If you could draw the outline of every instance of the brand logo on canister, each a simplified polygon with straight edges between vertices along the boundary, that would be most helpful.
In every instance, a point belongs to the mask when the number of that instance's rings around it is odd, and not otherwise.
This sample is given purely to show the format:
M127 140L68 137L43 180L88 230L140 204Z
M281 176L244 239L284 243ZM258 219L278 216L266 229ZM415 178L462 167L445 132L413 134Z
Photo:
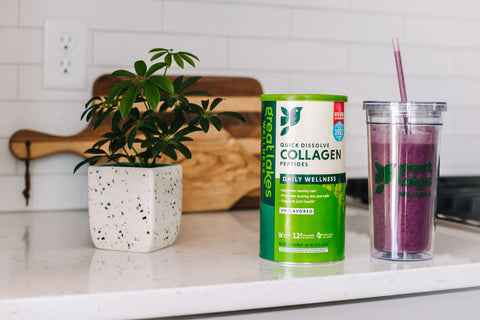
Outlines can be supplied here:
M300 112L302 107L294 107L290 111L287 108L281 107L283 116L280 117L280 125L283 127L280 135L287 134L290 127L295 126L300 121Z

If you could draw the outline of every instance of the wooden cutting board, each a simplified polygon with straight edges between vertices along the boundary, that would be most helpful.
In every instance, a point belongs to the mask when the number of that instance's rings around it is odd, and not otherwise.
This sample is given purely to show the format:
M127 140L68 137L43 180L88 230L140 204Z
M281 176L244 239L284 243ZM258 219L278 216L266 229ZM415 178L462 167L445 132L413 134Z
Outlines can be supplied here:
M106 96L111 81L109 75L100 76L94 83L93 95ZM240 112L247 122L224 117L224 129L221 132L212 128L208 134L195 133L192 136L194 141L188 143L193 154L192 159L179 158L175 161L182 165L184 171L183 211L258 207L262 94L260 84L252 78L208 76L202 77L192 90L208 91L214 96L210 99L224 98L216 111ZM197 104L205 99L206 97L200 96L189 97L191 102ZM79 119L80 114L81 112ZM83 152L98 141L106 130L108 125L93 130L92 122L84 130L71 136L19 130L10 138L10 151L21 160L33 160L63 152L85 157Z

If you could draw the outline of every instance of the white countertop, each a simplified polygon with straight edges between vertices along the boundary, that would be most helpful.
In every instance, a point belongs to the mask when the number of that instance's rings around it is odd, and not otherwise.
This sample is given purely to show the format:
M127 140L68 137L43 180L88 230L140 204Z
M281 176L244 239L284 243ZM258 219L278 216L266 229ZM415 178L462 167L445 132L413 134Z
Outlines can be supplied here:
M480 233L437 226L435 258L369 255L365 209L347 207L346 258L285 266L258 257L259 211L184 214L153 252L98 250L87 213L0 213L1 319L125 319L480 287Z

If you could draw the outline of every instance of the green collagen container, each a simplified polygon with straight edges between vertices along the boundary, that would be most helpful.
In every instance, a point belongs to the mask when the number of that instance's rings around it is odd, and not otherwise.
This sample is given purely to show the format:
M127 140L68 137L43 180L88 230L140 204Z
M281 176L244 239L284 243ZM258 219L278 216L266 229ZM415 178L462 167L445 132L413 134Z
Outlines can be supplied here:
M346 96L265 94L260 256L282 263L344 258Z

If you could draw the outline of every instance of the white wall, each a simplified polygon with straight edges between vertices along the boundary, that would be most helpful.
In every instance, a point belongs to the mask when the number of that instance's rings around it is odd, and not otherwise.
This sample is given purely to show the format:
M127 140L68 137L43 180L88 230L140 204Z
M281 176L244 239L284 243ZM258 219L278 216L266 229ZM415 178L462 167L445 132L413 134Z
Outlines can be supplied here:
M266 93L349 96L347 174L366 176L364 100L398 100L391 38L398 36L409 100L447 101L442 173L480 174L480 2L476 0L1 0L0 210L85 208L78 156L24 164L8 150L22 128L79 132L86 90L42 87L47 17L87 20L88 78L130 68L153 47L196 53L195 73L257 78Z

━━━━━━

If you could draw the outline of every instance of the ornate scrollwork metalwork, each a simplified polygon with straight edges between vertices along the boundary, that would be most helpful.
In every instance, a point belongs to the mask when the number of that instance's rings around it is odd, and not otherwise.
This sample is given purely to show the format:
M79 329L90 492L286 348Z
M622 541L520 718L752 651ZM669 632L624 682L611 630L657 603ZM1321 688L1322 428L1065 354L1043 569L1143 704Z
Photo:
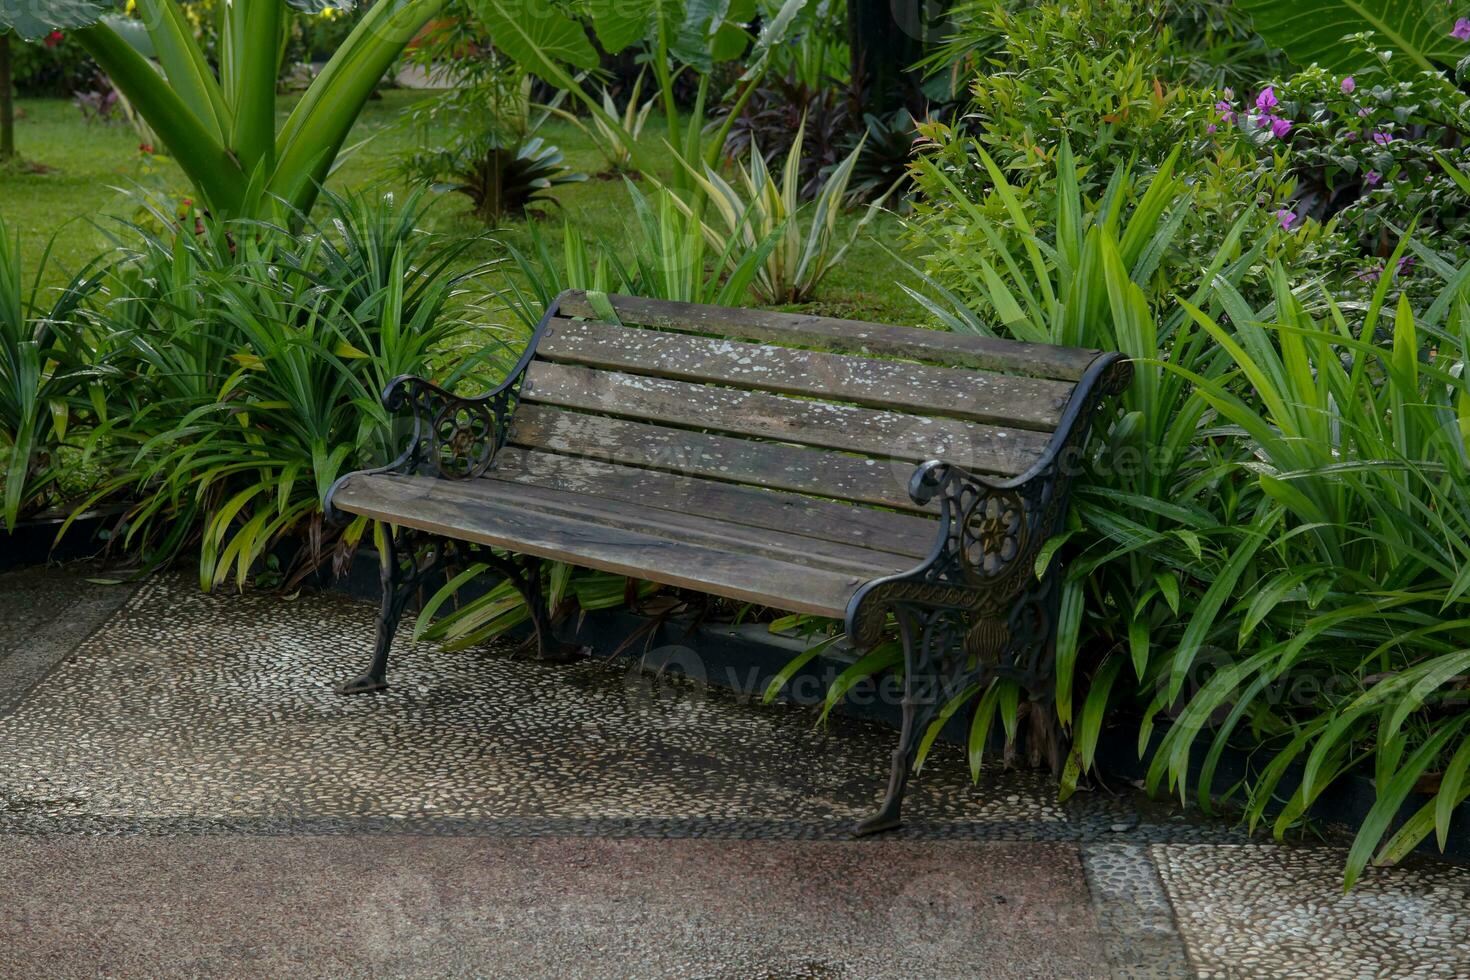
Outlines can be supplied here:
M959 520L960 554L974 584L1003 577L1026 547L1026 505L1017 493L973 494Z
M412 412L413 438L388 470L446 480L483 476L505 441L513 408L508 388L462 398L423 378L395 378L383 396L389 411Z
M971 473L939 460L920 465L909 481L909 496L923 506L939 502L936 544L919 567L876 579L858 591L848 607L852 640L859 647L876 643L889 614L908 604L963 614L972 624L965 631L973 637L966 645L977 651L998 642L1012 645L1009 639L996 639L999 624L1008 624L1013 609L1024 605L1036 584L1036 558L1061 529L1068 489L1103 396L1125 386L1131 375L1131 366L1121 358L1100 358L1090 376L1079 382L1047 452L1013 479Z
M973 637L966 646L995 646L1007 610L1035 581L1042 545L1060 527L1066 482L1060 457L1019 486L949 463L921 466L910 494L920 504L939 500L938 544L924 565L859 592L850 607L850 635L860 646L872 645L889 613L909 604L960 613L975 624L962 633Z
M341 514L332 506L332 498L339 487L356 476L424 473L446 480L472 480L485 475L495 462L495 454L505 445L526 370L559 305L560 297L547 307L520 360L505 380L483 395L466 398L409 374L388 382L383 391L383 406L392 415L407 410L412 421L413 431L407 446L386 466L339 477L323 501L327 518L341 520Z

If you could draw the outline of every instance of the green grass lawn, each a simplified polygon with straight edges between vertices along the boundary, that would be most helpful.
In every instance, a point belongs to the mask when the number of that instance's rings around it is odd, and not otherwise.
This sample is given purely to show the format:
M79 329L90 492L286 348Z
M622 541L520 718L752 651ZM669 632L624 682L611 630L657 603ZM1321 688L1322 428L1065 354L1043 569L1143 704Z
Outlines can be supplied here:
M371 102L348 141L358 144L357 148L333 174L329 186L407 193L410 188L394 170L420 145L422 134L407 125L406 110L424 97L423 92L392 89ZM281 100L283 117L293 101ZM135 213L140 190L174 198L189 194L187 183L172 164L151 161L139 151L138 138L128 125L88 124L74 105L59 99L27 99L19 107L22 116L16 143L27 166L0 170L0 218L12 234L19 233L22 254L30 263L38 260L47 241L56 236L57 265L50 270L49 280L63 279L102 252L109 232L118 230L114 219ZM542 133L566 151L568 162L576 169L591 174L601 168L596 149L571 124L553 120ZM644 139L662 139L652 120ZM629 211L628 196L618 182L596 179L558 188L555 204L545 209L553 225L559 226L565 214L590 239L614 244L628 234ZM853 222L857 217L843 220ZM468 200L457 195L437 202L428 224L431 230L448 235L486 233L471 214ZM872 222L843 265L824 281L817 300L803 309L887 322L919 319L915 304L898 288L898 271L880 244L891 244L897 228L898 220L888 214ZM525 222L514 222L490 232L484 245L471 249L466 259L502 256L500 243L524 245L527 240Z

━━━━━━

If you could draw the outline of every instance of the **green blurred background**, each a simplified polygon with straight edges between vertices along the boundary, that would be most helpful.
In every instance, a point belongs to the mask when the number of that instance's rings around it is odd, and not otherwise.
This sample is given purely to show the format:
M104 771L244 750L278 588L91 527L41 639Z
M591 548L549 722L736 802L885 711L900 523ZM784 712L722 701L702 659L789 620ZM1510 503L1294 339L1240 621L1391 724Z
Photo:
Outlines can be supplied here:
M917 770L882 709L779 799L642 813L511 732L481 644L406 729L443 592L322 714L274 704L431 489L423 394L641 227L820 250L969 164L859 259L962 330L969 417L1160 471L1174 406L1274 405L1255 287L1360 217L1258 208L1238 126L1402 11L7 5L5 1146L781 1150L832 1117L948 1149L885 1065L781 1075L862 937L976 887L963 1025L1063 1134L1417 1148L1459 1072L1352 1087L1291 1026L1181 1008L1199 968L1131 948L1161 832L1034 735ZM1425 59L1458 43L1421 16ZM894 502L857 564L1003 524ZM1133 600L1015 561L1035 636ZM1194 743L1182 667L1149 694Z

━━━━━━

What is being asked ▸ Filter the entries above down to the lines containing the word "green".

Written reply ▸
If you could draw the outline of every instance of the green collagen container, each a simplified polygon with straight edges between vertices along the boundary, that would be most helpful.
If you could draw the outline of every instance of the green grass lawn, each a simplified polygon with straight edges between vertices along the boundary, that would be most helpful.
If you could draw the outline of every instance of the **green blurred background**, each a simplified polygon with straight edges between vertices along the boundary, that would be most helpful.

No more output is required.